Please copy the listing from its start through the line containing "262 262 L 291", including both ends. Leave out the pictures.

(Listing from a data source)
= = = = =

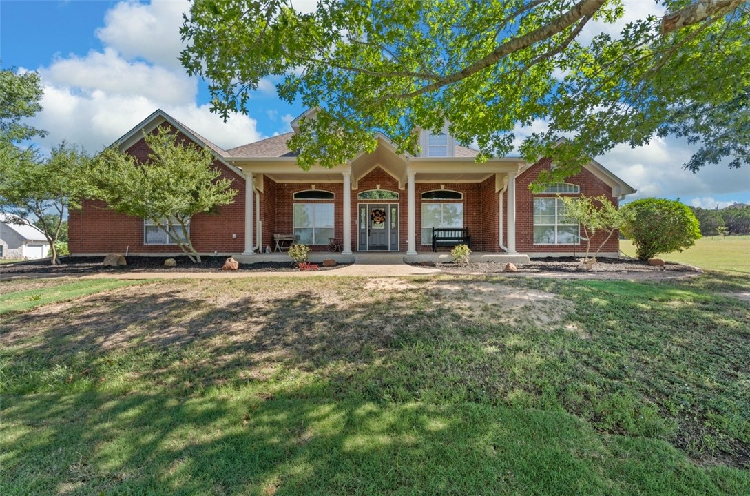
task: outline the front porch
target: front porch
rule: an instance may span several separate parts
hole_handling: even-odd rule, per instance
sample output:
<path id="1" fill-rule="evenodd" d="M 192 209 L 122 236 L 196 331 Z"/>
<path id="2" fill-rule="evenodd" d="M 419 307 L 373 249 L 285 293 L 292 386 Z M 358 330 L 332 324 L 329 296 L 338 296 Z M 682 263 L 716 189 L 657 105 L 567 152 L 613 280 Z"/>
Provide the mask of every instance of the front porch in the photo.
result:
<path id="1" fill-rule="evenodd" d="M 430 252 L 432 227 L 466 229 L 478 252 L 517 254 L 518 158 L 413 157 L 381 140 L 375 152 L 332 169 L 302 170 L 293 157 L 232 161 L 246 178 L 247 257 L 274 260 L 262 252 L 275 249 L 277 235 L 296 236 L 313 249 L 313 260 L 365 251 L 448 260 L 445 251 Z M 340 255 L 320 253 L 330 239 L 340 240 Z"/>
<path id="2" fill-rule="evenodd" d="M 262 262 L 291 262 L 292 259 L 286 253 L 258 253 L 252 255 L 236 254 L 232 257 L 240 263 L 260 263 Z M 320 263 L 325 260 L 334 260 L 338 263 L 357 263 L 368 265 L 394 265 L 398 263 L 419 263 L 421 262 L 451 261 L 449 253 L 424 252 L 410 255 L 404 253 L 356 251 L 351 254 L 314 251 L 309 260 L 313 263 Z M 475 251 L 471 254 L 470 262 L 496 262 L 516 264 L 529 263 L 529 256 L 521 254 L 508 254 Z"/>

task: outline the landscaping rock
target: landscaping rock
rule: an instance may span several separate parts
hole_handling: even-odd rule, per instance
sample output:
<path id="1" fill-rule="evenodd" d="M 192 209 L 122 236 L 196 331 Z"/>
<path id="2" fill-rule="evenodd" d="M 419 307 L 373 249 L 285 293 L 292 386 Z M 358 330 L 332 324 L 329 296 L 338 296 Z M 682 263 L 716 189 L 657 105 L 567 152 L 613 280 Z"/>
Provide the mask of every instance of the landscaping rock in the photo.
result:
<path id="1" fill-rule="evenodd" d="M 584 260 L 580 263 L 580 269 L 582 270 L 591 270 L 594 268 L 594 264 L 596 263 L 596 258 L 590 258 L 587 260 Z"/>
<path id="2" fill-rule="evenodd" d="M 221 267 L 221 270 L 237 270 L 238 269 L 239 269 L 239 262 L 231 257 L 226 259 L 224 266 Z"/>
<path id="3" fill-rule="evenodd" d="M 125 260 L 124 257 L 119 254 L 110 253 L 104 257 L 104 261 L 102 262 L 102 263 L 110 267 L 117 267 L 128 265 L 128 260 Z"/>

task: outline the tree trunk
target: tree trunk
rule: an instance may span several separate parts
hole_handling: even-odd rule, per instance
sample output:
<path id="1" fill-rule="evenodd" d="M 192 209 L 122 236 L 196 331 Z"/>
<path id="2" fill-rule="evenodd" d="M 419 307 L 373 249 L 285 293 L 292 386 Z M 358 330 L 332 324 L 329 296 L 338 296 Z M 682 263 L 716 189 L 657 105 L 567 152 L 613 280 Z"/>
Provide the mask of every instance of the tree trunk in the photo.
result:
<path id="1" fill-rule="evenodd" d="M 744 0 L 697 0 L 686 7 L 662 18 L 662 34 L 668 35 L 711 16 L 728 13 L 740 7 Z"/>

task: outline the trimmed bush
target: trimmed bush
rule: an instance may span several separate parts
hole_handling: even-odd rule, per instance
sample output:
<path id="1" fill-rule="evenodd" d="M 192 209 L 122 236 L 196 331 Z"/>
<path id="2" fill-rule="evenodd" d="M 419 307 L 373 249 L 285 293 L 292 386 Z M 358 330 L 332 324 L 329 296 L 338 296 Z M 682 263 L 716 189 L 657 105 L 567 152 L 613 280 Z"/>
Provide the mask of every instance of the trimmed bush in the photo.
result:
<path id="1" fill-rule="evenodd" d="M 644 198 L 623 206 L 620 211 L 624 217 L 621 230 L 632 240 L 640 260 L 682 251 L 700 239 L 698 220 L 679 201 Z"/>
<path id="2" fill-rule="evenodd" d="M 471 249 L 466 245 L 457 245 L 451 251 L 451 261 L 458 265 L 466 265 L 469 263 L 469 257 L 471 256 Z"/>

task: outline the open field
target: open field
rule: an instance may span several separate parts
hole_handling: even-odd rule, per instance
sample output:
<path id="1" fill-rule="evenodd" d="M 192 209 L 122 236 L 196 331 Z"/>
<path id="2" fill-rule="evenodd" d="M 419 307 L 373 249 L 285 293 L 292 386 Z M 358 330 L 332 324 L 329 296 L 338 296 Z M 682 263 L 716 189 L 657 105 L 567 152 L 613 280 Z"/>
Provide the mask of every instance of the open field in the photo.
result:
<path id="1" fill-rule="evenodd" d="M 620 249 L 626 255 L 635 257 L 635 249 L 630 241 L 621 239 Z M 750 235 L 701 238 L 685 251 L 658 257 L 706 269 L 750 273 Z"/>
<path id="2" fill-rule="evenodd" d="M 178 280 L 7 314 L 0 494 L 750 494 L 748 293 Z"/>

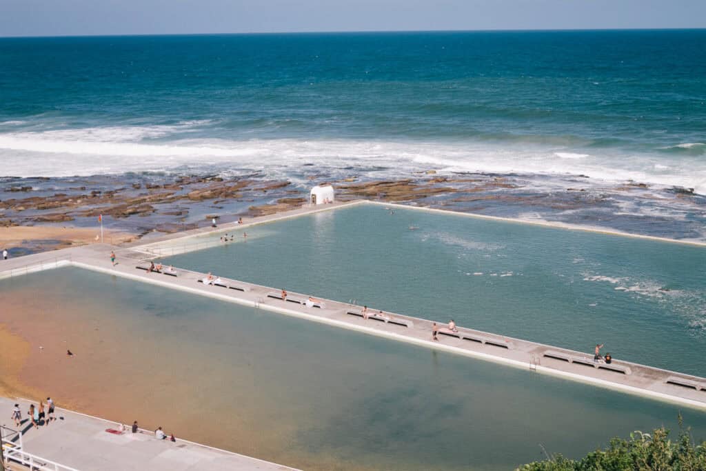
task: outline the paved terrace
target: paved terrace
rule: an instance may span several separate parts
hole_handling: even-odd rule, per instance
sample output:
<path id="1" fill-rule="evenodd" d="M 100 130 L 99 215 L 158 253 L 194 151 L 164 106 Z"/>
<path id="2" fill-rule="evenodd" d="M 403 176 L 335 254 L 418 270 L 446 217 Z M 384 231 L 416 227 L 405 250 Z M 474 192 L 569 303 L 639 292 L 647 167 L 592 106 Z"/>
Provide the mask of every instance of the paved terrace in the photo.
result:
<path id="1" fill-rule="evenodd" d="M 0 398 L 2 417 L 9 417 L 16 403 L 20 404 L 24 421 L 20 427 L 23 431 L 23 450 L 82 471 L 145 469 L 154 471 L 296 471 L 286 466 L 184 441 L 178 437 L 176 443 L 168 439 L 158 440 L 151 431 L 140 430 L 133 434 L 127 429 L 121 434 L 109 433 L 107 429 L 119 431 L 120 424 L 61 408 L 56 410 L 57 420 L 49 426 L 35 429 L 27 417 L 30 405 L 27 400 Z M 3 419 L 2 423 L 15 428 L 11 420 Z M 18 445 L 19 440 L 16 439 L 14 443 Z M 6 449 L 11 449 L 11 447 Z"/>
<path id="2" fill-rule="evenodd" d="M 323 210 L 341 205 L 327 205 Z M 189 236 L 203 234 L 214 230 L 227 231 L 235 227 L 247 227 L 253 224 L 292 217 L 314 210 L 321 210 L 302 208 L 249 220 L 248 224 L 241 225 L 225 225 L 217 229 L 202 228 L 191 231 Z M 183 235 L 184 233 L 180 233 L 161 238 L 162 242 L 167 241 L 168 244 L 171 244 L 172 248 L 167 253 L 174 248 L 186 246 L 184 245 L 185 244 L 190 246 L 186 249 L 196 248 L 193 244 L 181 242 L 181 239 L 172 240 Z M 115 267 L 111 266 L 108 258 L 112 249 L 115 249 L 118 254 L 119 263 Z M 431 321 L 426 319 L 390 312 L 383 313 L 382 316 L 364 316 L 360 306 L 330 299 L 321 299 L 316 293 L 311 293 L 311 295 L 319 299 L 320 302 L 308 306 L 305 302 L 310 294 L 290 292 L 287 299 L 282 300 L 279 297 L 280 290 L 275 288 L 225 278 L 221 280 L 220 285 L 204 284 L 202 282 L 205 274 L 181 268 L 176 268 L 176 273 L 172 275 L 148 273 L 145 268 L 149 263 L 145 263 L 145 261 L 154 258 L 160 251 L 154 246 L 150 248 L 150 246 L 133 245 L 119 248 L 119 250 L 118 247 L 95 244 L 2 261 L 0 268 L 4 270 L 0 271 L 0 278 L 11 273 L 18 275 L 35 269 L 73 265 L 428 348 L 526 368 L 538 373 L 706 410 L 706 378 L 704 378 L 621 360 L 614 359 L 611 364 L 594 362 L 592 354 L 589 353 L 463 327 L 459 327 L 457 333 L 442 328 L 439 332 L 438 340 L 433 341 L 431 333 Z M 377 311 L 372 306 L 369 312 L 371 314 Z M 433 317 L 433 313 L 430 313 L 430 316 Z M 444 323 L 438 321 L 437 323 L 440 326 L 444 326 Z"/>

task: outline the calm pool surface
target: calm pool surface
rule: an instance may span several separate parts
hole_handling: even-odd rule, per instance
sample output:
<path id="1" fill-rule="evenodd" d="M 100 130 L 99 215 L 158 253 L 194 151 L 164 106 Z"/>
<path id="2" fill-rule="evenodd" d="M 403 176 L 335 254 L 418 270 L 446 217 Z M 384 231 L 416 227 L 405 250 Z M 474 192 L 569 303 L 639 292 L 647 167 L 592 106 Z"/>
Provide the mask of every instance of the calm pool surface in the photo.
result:
<path id="1" fill-rule="evenodd" d="M 306 470 L 508 470 L 540 443 L 576 457 L 676 429 L 676 406 L 78 268 L 0 292 L 2 322 L 45 345 L 34 386 Z M 44 368 L 67 343 L 76 361 Z"/>
<path id="2" fill-rule="evenodd" d="M 246 230 L 166 262 L 706 376 L 702 247 L 373 205 Z"/>

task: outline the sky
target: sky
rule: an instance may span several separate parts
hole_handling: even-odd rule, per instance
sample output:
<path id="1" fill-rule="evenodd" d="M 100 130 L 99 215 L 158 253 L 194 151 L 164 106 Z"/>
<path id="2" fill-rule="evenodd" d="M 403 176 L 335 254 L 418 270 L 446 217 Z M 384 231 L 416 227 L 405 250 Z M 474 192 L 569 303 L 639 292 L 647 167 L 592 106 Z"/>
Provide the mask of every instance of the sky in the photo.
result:
<path id="1" fill-rule="evenodd" d="M 0 36 L 706 28 L 706 0 L 0 0 Z"/>

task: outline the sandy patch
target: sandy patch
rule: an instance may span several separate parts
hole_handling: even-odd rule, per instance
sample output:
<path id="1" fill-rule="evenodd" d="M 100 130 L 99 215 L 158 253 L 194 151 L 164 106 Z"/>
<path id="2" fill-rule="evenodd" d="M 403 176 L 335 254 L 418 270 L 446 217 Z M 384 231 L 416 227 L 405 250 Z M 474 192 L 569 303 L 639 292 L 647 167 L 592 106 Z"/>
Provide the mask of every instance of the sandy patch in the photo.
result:
<path id="1" fill-rule="evenodd" d="M 37 391 L 20 381 L 20 372 L 30 355 L 30 344 L 0 324 L 0 395 L 37 398 Z"/>
<path id="2" fill-rule="evenodd" d="M 137 237 L 134 234 L 119 231 L 104 231 L 104 239 L 112 244 L 130 242 Z M 62 248 L 100 242 L 100 229 L 95 227 L 56 226 L 11 226 L 0 227 L 0 247 L 11 249 L 32 244 L 33 241 L 58 241 Z"/>

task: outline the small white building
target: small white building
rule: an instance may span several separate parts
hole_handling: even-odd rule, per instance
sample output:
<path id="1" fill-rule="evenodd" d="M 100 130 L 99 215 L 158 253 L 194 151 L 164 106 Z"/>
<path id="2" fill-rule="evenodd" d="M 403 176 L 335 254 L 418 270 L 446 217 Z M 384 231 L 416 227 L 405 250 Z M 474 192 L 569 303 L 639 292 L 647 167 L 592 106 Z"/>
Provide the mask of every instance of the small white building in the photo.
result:
<path id="1" fill-rule="evenodd" d="M 311 204 L 325 204 L 333 203 L 333 187 L 330 185 L 321 186 L 316 185 L 311 189 L 309 196 L 309 203 Z"/>

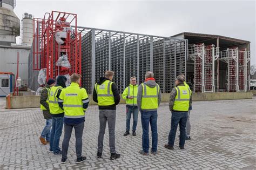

= = = = =

* **Worked answer**:
task: outline the front porch
target: front porch
rule: an instance may span several separate parts
hole_handling: even-odd rule, per instance
sample output:
<path id="1" fill-rule="evenodd" d="M 192 209 L 122 236 L 196 331 Z"/>
<path id="2" fill-rule="evenodd" d="M 419 307 L 373 249 L 285 293 L 292 386 Z M 358 330 L 332 324 L 329 296 L 338 296 Z M 682 263 L 716 189 L 657 105 L 567 152 L 613 280 Z"/>
Provide the mask of every instance of the front porch in the photo.
result:
<path id="1" fill-rule="evenodd" d="M 430 252 L 432 227 L 466 229 L 478 252 L 517 254 L 518 158 L 413 157 L 381 140 L 375 152 L 332 169 L 302 170 L 293 157 L 232 161 L 246 178 L 247 257 L 274 260 L 262 252 L 275 249 L 277 235 L 296 236 L 313 249 L 313 260 L 365 251 L 448 260 L 445 251 Z M 340 255 L 320 253 L 330 239 L 340 240 Z"/>
<path id="2" fill-rule="evenodd" d="M 262 262 L 291 262 L 292 259 L 286 253 L 258 253 L 252 255 L 236 254 L 232 257 L 240 263 L 260 263 Z M 320 263 L 325 260 L 334 260 L 338 263 L 357 263 L 368 265 L 394 265 L 398 263 L 419 263 L 421 262 L 451 261 L 449 253 L 424 252 L 410 255 L 404 253 L 356 251 L 351 254 L 314 251 L 309 260 L 313 263 Z M 475 251 L 471 254 L 470 262 L 496 262 L 516 264 L 529 263 L 529 256 L 521 254 L 508 254 Z"/>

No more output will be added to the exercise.